■ Extrait:
****

Plébiscité tant par le public que par la critique, Eric-Emmanuel Schmitt est aujourd’hui l’auteur le plus étudié au collège comme au lycée, et ce, bien au delà des frontières du monde francophone. Capable d’expliquer le mystère de la foi comme de réécrire l’histoire, cet écrivain touche à tout sait enrichir son propos littéraire d’une culture philosophique sans cuistrerie aucune, à la manière d’un
Michel Tournier. Auteur des plus prolifiques de notre temps, Eric-Emmanuel Schmitt s’est définitivement élevé au rang d’incontournable.
Le saviez-vous ?
• Pour améliorer son style, il se livre avec ferveur à des exercices de réécriture et de pastiche, en particulier de
Molière.
• Réalisant un rêve d’enfant, il publie en septembre 2013, chez Dupuis, sa première bande dessinée,
Les aventures de Poussin 1er, tome 1 : Cui suis-je ?, croquées par le célèbre Janry
• Passionné de musique, il a traduit en français Les Noces de Figaro de Mozart et achève la traduction de Don Giovanni
• Pour tenir face à cette boulimie de travail, l'auteur avoue nager au moins deux kilomètres par jour
• Eric-Emmanuel Schmitt est l'auteur le plus étudié dans les collèges et les lycées.

****

■ Matériel fourni:
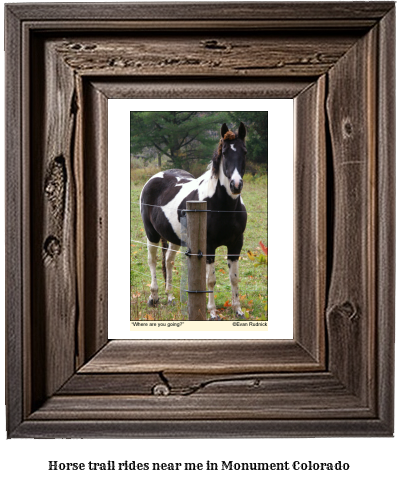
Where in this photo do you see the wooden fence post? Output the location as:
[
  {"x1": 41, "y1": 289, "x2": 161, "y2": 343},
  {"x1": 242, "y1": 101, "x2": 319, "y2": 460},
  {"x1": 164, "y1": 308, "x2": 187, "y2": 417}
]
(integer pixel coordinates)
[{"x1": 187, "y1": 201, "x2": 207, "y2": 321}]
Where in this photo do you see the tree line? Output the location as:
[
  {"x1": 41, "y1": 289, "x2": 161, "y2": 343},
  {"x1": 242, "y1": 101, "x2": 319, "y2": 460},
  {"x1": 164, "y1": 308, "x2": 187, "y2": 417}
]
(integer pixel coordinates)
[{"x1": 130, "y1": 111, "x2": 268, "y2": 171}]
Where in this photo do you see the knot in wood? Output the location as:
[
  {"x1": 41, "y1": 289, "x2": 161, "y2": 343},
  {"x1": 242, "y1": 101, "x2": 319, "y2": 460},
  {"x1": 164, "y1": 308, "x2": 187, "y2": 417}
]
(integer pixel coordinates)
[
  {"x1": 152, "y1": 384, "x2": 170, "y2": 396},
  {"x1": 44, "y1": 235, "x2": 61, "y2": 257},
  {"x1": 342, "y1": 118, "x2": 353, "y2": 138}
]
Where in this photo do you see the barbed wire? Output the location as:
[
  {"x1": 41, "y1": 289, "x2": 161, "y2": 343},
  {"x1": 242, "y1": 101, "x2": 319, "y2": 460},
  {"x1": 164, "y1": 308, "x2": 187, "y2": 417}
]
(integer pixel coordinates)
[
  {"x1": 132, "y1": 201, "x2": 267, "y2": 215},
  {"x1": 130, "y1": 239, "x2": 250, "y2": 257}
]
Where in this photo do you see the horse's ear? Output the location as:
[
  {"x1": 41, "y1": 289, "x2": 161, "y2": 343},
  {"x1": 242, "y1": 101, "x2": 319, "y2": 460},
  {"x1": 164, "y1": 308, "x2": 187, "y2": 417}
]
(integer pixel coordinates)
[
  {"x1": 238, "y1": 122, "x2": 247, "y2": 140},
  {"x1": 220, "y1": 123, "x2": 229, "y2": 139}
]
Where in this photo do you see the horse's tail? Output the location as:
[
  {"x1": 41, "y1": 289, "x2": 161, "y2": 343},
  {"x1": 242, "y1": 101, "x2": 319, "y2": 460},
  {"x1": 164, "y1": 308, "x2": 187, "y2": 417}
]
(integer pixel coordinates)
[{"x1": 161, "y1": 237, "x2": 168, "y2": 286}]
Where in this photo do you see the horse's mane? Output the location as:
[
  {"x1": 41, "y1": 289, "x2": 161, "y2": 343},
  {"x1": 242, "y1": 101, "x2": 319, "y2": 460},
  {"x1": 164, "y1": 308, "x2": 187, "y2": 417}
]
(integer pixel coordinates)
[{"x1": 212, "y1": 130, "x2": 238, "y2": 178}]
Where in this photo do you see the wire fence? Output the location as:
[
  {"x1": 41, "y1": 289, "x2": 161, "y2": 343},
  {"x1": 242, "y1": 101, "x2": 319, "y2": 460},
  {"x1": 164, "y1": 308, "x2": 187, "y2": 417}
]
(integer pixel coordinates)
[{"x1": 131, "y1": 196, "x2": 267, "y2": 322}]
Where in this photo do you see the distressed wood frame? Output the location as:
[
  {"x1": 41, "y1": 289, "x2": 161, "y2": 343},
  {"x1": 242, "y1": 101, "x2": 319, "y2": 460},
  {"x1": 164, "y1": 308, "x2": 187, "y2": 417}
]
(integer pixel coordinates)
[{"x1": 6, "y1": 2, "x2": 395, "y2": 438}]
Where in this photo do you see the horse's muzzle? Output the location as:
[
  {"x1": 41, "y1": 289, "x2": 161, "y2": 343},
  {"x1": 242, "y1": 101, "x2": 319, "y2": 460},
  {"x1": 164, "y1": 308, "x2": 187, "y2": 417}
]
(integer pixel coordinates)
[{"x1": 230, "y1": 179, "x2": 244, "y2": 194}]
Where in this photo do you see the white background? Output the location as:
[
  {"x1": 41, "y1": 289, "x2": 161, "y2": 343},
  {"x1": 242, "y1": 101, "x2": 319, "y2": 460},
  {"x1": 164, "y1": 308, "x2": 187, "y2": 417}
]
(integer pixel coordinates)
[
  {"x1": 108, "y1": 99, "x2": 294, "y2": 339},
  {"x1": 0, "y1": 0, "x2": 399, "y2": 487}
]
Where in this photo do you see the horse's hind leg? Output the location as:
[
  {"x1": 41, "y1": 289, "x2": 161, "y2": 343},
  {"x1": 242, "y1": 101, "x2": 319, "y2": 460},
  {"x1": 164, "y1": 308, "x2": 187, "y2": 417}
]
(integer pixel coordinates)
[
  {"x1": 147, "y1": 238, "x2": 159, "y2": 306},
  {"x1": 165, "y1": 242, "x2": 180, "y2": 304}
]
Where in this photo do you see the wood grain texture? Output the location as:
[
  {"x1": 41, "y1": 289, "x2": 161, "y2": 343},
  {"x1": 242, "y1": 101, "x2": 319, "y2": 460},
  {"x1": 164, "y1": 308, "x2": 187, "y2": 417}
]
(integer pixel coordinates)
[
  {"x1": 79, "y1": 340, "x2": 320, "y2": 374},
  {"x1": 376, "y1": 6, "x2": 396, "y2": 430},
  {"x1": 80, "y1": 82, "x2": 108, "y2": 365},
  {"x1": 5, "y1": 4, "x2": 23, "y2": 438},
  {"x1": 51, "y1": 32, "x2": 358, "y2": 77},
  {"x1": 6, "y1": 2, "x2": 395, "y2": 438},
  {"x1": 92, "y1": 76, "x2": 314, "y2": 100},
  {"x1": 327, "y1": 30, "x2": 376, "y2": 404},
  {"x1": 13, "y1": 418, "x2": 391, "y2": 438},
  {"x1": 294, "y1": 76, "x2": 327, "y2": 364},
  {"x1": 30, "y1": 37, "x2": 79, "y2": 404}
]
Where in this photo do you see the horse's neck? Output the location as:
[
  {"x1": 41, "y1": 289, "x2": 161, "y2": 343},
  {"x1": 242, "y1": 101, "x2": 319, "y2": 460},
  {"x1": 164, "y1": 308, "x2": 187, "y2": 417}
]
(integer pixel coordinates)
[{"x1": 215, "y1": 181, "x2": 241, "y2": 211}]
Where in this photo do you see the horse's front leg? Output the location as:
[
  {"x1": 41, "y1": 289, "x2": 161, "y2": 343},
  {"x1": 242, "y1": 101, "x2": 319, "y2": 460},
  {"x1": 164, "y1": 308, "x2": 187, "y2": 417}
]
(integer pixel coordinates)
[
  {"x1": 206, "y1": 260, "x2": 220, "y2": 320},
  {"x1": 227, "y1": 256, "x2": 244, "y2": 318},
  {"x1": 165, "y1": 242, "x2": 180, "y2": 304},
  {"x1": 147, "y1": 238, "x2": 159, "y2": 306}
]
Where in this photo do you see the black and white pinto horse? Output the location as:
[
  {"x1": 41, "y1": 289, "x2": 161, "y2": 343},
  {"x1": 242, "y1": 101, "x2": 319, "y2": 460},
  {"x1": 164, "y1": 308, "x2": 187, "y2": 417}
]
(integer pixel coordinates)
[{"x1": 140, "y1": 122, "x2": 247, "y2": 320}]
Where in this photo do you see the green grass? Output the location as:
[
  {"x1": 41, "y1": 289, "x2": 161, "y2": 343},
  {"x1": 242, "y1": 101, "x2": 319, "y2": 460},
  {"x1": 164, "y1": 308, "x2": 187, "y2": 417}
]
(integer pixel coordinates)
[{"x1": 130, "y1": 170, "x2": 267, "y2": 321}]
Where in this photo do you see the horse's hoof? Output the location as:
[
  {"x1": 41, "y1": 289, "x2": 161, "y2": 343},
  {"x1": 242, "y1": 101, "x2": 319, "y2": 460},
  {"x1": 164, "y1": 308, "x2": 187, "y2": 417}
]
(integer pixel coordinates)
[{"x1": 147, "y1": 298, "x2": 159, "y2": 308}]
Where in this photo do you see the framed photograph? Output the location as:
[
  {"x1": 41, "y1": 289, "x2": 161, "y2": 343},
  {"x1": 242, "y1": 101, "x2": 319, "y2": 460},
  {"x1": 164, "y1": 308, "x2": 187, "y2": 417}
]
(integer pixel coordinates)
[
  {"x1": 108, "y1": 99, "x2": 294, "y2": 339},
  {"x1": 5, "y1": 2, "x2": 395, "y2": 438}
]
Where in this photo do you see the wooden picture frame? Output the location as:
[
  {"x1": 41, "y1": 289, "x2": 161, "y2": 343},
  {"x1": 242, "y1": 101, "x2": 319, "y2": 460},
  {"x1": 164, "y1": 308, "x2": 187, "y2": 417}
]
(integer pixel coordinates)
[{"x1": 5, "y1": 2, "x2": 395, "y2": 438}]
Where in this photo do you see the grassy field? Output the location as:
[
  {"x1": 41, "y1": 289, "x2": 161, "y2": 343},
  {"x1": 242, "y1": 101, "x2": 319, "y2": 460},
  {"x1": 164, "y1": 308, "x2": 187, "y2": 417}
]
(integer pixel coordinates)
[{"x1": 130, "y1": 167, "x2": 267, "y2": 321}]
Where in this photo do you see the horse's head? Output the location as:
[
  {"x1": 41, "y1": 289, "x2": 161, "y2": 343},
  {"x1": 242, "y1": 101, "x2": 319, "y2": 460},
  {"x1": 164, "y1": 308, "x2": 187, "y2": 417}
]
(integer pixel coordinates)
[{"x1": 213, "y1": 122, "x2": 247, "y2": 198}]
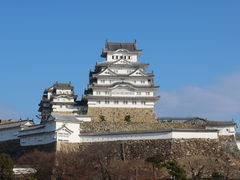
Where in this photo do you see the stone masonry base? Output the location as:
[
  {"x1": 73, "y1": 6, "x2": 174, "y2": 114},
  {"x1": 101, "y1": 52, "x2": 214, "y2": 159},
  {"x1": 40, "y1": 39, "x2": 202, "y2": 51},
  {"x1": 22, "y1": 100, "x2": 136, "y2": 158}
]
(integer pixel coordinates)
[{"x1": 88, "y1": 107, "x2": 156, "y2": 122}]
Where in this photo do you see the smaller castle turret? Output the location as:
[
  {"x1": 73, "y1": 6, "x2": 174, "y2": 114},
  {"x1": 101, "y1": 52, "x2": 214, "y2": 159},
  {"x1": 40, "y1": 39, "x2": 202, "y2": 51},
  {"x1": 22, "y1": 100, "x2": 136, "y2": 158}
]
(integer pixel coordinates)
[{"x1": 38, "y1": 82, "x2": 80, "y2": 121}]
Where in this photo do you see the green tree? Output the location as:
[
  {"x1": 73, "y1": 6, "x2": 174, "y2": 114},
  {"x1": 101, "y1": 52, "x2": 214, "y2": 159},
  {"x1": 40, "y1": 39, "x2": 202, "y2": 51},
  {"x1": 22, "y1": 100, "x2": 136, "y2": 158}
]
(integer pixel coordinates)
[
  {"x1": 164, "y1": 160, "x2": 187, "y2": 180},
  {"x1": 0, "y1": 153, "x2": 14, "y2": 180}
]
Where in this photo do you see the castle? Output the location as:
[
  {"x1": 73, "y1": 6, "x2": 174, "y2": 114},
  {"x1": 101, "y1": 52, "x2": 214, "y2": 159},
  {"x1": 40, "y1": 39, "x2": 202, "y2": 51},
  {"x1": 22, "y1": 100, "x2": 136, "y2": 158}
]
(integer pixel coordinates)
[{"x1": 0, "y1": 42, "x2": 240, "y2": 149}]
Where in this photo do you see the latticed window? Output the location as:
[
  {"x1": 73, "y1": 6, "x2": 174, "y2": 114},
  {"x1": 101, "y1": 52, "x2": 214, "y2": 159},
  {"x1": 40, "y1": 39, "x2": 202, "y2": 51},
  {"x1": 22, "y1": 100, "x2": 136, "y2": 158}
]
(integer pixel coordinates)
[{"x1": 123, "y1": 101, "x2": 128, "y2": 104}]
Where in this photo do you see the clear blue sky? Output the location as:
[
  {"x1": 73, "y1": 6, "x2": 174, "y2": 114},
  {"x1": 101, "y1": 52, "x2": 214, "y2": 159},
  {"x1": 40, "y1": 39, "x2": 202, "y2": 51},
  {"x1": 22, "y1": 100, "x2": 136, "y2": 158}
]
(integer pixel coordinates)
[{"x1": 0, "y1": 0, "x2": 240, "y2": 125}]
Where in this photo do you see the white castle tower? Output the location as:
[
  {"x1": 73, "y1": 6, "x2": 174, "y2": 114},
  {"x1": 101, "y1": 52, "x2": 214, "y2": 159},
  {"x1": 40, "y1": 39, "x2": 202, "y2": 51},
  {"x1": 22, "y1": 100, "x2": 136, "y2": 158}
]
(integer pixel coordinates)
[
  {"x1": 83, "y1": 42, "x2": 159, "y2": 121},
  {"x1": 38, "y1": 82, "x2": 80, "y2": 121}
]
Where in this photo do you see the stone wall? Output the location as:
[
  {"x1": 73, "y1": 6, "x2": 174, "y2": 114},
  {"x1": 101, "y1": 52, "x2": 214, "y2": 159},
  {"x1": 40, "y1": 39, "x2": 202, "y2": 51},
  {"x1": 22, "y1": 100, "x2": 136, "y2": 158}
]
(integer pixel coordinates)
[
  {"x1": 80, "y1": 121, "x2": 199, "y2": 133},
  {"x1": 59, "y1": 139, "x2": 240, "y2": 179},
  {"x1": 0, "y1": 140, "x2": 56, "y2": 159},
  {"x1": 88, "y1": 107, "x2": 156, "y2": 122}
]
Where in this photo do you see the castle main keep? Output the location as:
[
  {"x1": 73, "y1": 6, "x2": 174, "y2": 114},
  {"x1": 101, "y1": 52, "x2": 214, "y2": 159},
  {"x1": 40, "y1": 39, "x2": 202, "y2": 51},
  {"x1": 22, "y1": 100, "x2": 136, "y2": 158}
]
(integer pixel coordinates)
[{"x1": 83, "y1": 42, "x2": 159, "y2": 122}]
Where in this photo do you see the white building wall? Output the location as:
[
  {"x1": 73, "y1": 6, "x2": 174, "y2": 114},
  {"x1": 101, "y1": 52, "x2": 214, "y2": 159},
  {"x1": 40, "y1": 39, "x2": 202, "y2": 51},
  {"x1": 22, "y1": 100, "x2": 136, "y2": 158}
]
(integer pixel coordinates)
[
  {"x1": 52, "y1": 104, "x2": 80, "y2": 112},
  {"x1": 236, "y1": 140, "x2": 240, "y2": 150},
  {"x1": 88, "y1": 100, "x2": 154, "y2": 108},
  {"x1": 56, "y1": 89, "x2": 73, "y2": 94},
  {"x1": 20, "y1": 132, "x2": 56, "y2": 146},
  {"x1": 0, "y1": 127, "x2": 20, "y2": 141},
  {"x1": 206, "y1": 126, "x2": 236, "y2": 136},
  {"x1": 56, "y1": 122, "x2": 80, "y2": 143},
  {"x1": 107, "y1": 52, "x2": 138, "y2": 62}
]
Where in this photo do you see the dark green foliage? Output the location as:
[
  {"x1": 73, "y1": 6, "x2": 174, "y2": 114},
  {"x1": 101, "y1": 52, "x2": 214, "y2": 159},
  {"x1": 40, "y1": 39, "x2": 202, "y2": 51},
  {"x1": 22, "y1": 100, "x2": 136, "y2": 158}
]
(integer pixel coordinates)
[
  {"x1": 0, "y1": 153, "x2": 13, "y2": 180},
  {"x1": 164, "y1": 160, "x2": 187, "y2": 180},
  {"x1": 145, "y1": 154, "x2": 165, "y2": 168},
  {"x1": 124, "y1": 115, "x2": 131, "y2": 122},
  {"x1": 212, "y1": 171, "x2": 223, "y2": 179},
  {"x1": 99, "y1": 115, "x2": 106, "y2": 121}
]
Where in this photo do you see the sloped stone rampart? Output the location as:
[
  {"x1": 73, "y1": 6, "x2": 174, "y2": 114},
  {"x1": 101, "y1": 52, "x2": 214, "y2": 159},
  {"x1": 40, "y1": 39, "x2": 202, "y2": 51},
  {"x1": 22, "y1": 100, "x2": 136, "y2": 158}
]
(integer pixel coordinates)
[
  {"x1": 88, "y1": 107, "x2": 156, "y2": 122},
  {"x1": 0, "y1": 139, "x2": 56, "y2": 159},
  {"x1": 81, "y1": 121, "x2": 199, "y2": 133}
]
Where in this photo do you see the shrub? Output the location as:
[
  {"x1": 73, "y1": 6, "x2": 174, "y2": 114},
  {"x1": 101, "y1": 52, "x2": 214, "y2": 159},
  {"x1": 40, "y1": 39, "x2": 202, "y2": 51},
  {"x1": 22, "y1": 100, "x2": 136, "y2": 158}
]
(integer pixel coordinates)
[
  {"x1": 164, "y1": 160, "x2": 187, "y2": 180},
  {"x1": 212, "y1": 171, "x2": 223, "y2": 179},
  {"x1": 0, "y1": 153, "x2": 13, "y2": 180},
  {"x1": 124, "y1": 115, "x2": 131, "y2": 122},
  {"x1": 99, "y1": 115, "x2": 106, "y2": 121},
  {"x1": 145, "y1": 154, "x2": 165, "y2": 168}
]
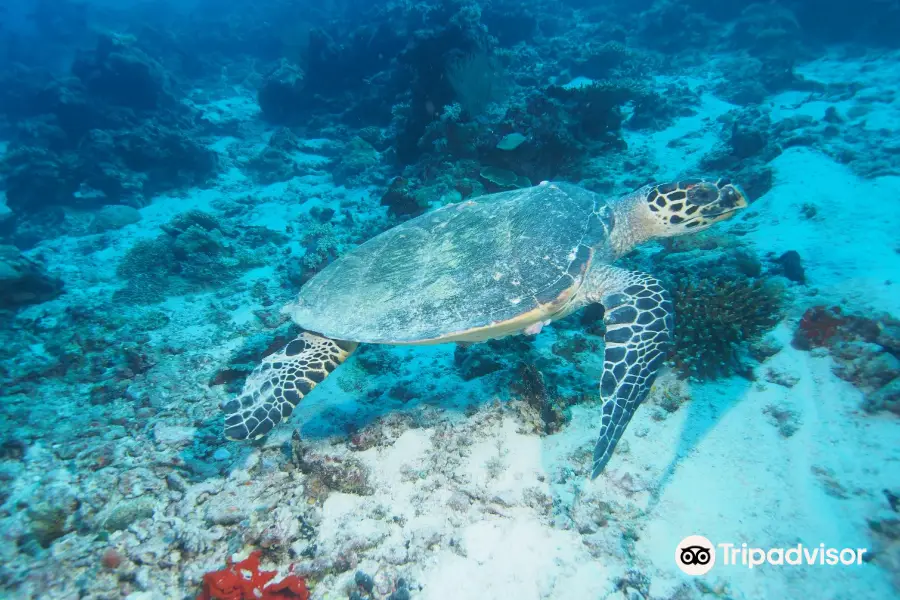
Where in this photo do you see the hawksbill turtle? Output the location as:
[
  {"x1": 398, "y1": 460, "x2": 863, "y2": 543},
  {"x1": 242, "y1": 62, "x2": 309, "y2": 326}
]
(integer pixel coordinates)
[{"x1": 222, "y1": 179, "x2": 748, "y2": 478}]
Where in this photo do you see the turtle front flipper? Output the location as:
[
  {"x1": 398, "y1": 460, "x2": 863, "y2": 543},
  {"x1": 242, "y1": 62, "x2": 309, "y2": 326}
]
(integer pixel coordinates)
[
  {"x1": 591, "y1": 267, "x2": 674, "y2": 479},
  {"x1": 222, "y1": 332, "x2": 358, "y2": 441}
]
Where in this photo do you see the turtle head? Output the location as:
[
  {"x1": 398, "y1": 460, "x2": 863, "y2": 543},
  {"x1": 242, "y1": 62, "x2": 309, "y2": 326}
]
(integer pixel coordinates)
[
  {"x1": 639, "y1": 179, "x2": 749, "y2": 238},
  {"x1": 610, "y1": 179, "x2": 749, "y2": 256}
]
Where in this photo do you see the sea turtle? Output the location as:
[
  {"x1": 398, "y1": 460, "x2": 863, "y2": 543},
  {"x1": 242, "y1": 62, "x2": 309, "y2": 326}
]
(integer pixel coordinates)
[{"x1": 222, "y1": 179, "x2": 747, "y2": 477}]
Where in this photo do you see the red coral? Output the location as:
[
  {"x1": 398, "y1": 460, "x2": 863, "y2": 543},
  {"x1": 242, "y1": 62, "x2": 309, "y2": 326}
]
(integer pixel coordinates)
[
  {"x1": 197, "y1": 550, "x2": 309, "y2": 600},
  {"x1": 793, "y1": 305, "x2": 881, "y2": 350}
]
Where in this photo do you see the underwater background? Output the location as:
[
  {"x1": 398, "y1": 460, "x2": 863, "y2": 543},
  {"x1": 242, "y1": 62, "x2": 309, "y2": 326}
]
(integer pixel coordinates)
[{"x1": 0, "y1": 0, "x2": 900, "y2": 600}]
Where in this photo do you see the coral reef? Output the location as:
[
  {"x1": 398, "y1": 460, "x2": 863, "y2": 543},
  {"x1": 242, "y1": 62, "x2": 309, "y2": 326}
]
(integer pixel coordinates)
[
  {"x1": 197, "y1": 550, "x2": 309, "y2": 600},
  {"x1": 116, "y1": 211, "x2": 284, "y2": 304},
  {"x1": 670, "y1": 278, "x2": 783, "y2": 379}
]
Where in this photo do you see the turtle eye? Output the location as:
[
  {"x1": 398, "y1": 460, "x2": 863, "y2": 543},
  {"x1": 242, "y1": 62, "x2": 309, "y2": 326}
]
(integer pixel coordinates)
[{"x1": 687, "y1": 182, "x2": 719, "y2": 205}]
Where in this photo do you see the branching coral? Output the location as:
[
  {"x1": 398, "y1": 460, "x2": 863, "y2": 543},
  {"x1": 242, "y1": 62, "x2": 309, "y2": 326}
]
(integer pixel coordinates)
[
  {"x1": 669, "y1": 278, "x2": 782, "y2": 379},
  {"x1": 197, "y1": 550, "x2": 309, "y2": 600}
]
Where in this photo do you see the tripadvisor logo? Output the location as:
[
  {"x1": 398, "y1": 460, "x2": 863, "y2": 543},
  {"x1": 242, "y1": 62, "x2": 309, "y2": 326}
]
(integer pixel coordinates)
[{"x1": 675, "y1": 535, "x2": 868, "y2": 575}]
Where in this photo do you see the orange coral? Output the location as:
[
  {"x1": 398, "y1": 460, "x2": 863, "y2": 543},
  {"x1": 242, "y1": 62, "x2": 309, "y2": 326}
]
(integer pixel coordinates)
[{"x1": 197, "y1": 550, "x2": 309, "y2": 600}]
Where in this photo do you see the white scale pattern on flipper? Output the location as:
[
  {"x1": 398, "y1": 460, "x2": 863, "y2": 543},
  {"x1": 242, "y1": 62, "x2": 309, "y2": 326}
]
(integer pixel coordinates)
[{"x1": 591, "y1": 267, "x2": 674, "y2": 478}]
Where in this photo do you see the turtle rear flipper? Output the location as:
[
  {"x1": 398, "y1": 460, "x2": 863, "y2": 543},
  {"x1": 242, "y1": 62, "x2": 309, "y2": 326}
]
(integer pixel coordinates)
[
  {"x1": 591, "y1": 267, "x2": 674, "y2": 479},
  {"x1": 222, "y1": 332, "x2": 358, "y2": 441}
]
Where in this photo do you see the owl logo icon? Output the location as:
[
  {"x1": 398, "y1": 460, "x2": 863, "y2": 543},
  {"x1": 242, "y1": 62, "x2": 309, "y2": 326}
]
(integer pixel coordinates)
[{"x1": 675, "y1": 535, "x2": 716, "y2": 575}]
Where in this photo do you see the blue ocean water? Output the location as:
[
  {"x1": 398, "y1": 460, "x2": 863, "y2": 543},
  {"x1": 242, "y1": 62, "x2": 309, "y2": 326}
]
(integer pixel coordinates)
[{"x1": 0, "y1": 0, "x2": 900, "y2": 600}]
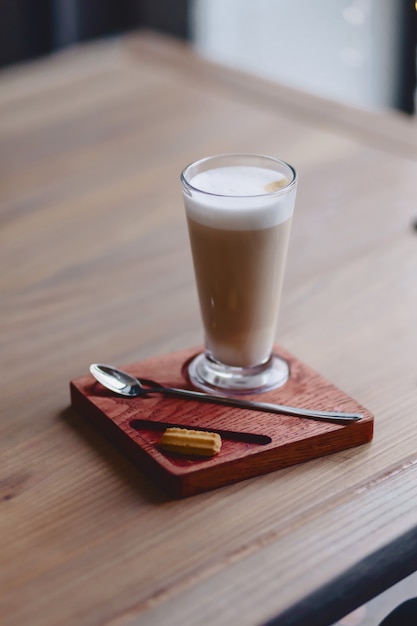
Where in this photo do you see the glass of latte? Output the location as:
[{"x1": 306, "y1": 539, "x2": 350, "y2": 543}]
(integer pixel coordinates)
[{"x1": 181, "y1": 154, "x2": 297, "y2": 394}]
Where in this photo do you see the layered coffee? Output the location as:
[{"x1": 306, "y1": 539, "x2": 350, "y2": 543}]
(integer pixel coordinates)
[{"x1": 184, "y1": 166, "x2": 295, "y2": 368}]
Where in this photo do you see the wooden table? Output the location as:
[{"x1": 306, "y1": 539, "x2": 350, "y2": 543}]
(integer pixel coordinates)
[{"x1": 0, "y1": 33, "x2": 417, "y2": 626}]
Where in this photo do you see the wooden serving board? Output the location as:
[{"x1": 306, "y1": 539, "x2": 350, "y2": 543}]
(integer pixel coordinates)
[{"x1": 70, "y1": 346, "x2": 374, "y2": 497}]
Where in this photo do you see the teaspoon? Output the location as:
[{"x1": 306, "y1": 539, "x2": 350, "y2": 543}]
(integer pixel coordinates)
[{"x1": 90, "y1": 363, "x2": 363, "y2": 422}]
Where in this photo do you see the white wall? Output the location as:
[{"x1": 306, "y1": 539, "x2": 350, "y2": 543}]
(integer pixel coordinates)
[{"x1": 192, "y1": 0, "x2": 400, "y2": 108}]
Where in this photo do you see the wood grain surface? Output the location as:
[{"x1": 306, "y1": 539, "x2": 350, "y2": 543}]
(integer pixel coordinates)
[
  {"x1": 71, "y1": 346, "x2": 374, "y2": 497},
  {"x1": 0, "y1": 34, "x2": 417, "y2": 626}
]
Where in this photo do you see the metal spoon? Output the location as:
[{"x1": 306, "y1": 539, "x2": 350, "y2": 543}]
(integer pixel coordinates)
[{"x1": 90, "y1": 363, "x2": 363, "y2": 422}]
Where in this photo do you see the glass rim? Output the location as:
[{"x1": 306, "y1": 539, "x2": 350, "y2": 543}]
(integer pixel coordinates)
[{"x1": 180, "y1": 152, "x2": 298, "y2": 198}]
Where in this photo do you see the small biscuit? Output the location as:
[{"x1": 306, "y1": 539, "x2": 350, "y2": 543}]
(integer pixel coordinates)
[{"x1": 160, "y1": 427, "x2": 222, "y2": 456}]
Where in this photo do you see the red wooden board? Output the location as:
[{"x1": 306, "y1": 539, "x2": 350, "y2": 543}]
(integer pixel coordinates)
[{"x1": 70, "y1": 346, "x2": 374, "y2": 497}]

****

■ À faire:
(a) Répondez brièvement à ces questions sur l'extrait consacré à Eric-Emmanuel Schmitt :
(i) À quel écrivain l'extrait compare-t-il la manière dont Schmitt enrichit son propos d'une culture philosophique ?
(ii) Chez quel éditeur et à quelle date paraît sa première bande dessinée ?
(iii) Quelle distance l'auteur avoue-t-il nager au moins chaque jour ?
(b) Recopiez sans rien changer la partie de l'extrait qui commence par les mots « Plébiscité tant par » et se termine par « au rang d’incontournable. ».

■ Corrigé:
(a)
(i) Michel Tournier.
(ii) Chez Dupuis, en septembre 2013.
(iii) Au moins deux kilomètres par jour.

(b)
Plébiscité tant par le public que par la critique, Eric-Emmanuel Schmitt est aujourd’hui l’auteur le plus étudié au collège comme au lycée, et ce, bien au delà des frontières du monde francophone. Capable d’expliquer le mystère de la foi comme de réécrire l’histoire, cet écrivain touche à tout sait enrichir son propos littéraire d’une culture philosophique sans cuistrerie aucune, à la manière d’un
Michel Tournier. Auteur des plus prolifiques de notre temps, Eric-Emmanuel Schmitt s’est définitivement élevé au rang d’incontournable.